| RECORDED DATA |
════════
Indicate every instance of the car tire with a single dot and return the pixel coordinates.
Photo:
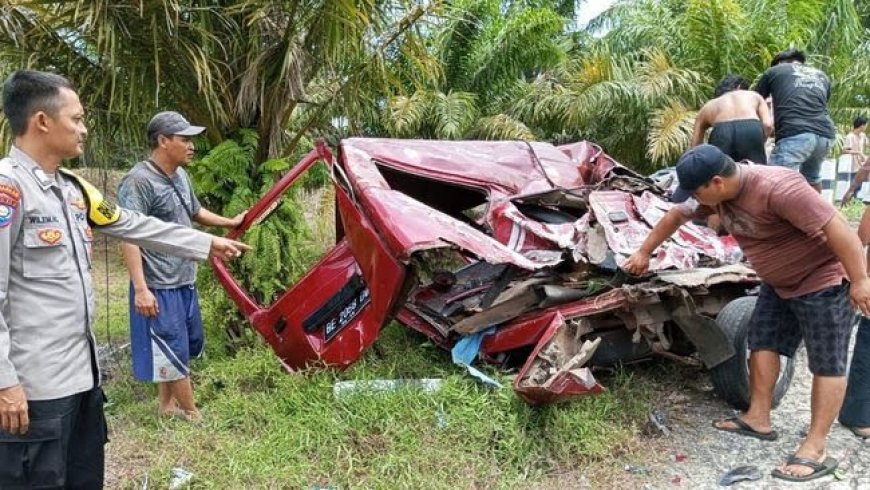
(731, 378)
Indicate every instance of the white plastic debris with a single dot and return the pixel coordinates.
(180, 478)
(427, 385)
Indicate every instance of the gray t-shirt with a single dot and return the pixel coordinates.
(146, 190)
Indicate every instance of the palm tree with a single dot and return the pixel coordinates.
(226, 64)
(484, 48)
(646, 66)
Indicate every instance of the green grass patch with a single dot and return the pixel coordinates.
(266, 428)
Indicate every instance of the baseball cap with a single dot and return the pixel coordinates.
(696, 167)
(170, 123)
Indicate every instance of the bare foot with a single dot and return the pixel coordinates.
(863, 432)
(800, 469)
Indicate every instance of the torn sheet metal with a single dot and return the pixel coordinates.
(556, 370)
(709, 276)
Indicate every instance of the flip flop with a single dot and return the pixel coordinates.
(862, 432)
(826, 467)
(745, 429)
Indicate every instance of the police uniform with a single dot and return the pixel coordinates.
(47, 313)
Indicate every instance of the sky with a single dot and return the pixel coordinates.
(590, 9)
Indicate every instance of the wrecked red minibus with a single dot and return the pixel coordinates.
(522, 242)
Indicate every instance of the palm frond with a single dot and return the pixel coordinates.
(670, 132)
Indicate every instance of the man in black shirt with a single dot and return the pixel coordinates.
(804, 130)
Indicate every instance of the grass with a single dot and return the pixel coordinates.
(267, 429)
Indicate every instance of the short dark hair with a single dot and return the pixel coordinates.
(27, 92)
(730, 83)
(788, 56)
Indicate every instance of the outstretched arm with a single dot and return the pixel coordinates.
(764, 114)
(638, 263)
(701, 125)
(207, 218)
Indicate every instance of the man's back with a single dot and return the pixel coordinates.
(734, 105)
(740, 121)
(800, 99)
(169, 199)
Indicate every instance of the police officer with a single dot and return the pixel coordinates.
(52, 426)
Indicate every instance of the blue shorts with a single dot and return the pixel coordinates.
(804, 152)
(822, 320)
(162, 346)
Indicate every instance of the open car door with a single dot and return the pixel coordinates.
(334, 312)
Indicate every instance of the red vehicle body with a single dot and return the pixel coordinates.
(453, 238)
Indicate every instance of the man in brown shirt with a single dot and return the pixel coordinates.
(803, 251)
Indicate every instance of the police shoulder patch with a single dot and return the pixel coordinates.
(101, 211)
(10, 197)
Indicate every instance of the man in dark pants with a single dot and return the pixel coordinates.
(803, 251)
(52, 426)
(803, 129)
(740, 120)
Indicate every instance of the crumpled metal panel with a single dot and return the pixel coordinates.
(384, 227)
(562, 386)
(507, 167)
(709, 276)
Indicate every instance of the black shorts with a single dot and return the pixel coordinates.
(64, 447)
(823, 320)
(741, 139)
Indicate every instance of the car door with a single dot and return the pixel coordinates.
(335, 311)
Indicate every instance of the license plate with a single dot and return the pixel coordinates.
(346, 315)
(339, 310)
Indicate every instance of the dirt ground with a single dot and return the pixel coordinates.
(695, 455)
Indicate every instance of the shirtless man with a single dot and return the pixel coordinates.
(740, 119)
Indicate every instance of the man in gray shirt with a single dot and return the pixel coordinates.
(165, 322)
(52, 426)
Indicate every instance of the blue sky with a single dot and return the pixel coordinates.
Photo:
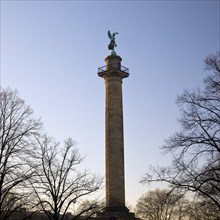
(51, 51)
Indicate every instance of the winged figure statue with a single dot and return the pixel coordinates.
(112, 43)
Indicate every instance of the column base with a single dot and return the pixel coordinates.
(116, 213)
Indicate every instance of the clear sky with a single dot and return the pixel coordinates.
(51, 51)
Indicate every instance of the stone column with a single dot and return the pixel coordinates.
(115, 184)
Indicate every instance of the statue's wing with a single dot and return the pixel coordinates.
(109, 34)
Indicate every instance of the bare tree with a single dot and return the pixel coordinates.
(17, 129)
(89, 208)
(204, 210)
(161, 205)
(196, 148)
(58, 183)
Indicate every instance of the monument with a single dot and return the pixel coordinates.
(113, 74)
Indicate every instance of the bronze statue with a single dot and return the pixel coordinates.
(112, 43)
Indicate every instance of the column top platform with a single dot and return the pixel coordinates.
(113, 62)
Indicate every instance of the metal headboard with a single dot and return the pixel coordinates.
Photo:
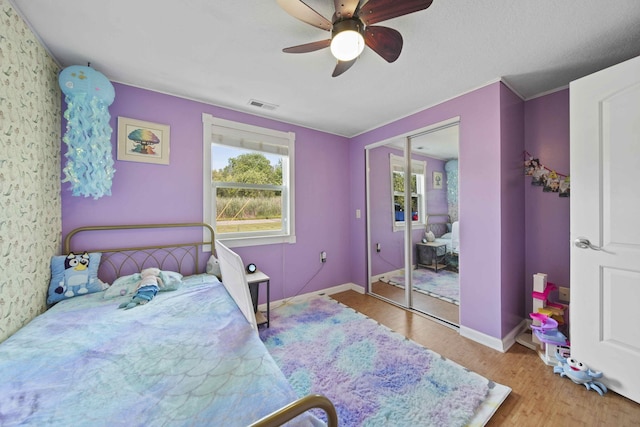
(181, 256)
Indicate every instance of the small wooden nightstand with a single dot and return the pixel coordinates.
(254, 280)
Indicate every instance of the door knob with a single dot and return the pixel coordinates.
(584, 243)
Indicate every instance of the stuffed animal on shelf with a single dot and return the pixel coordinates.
(147, 288)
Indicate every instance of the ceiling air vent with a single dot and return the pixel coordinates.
(263, 105)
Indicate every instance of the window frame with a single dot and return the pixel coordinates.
(211, 125)
(418, 168)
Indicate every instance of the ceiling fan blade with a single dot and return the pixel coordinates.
(300, 10)
(380, 10)
(384, 41)
(345, 8)
(342, 66)
(308, 47)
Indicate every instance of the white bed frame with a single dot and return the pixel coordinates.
(235, 281)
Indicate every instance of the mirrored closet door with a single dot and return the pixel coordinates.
(412, 221)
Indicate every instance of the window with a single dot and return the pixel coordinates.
(248, 182)
(417, 182)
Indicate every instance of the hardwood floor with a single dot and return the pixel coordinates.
(538, 398)
(434, 306)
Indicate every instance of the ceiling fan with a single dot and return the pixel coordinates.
(352, 27)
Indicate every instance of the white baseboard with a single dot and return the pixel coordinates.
(502, 345)
(303, 297)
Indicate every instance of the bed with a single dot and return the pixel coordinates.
(190, 356)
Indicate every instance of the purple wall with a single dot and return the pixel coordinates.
(330, 187)
(391, 257)
(159, 193)
(546, 214)
(480, 197)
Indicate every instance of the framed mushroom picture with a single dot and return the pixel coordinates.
(140, 141)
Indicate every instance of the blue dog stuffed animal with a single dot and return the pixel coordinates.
(146, 289)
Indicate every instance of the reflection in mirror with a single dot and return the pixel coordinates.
(435, 239)
(386, 214)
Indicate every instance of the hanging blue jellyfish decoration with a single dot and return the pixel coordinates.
(88, 94)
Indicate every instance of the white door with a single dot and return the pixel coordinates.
(605, 210)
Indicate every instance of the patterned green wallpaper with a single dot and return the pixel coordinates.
(30, 207)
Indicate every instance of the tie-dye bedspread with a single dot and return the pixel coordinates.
(188, 357)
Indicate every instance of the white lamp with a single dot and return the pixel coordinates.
(347, 41)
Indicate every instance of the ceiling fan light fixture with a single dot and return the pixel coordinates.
(347, 40)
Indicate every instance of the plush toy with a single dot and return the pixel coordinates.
(579, 373)
(149, 285)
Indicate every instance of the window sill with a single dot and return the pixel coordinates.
(240, 242)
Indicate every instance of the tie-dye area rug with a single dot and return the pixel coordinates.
(443, 285)
(374, 376)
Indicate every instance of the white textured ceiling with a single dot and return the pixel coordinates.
(227, 53)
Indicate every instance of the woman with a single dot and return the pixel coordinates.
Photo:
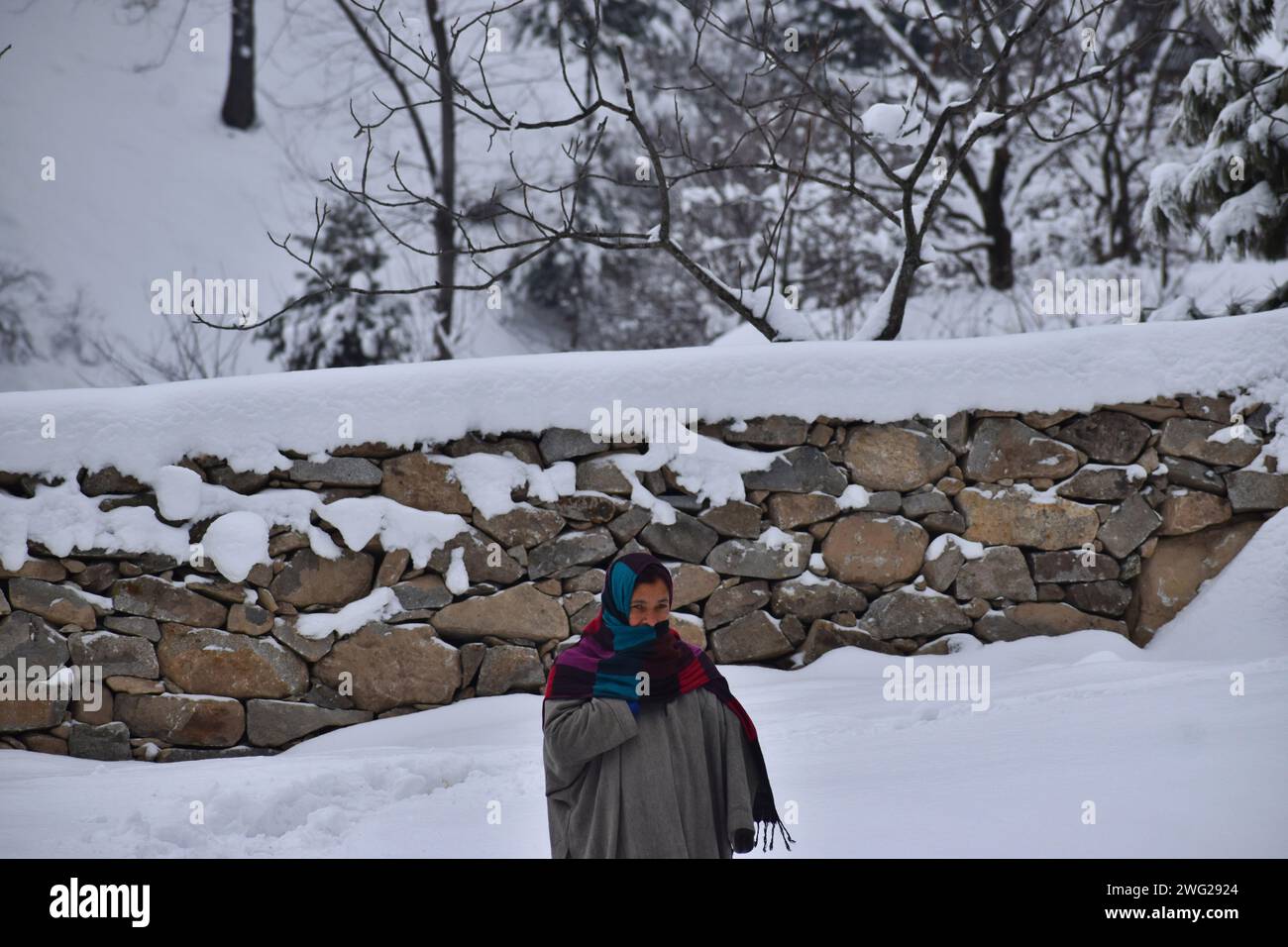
════════
Retype the material word for word, starting with the line that contains "Indicate every instance of the tie-dye area" and going on through the end of the material. Leave the pictures out of your answer.

Indicate every instance of the tie-dye area rug with a single dot and return the pixel coordinates.
(443, 285)
(374, 376)
Indicate every instance of the white textured ceiling with a single dot and return the pixel coordinates.
(227, 53)
Indicate every instance of the woman with a single dot and return the pixel coordinates.
Photo:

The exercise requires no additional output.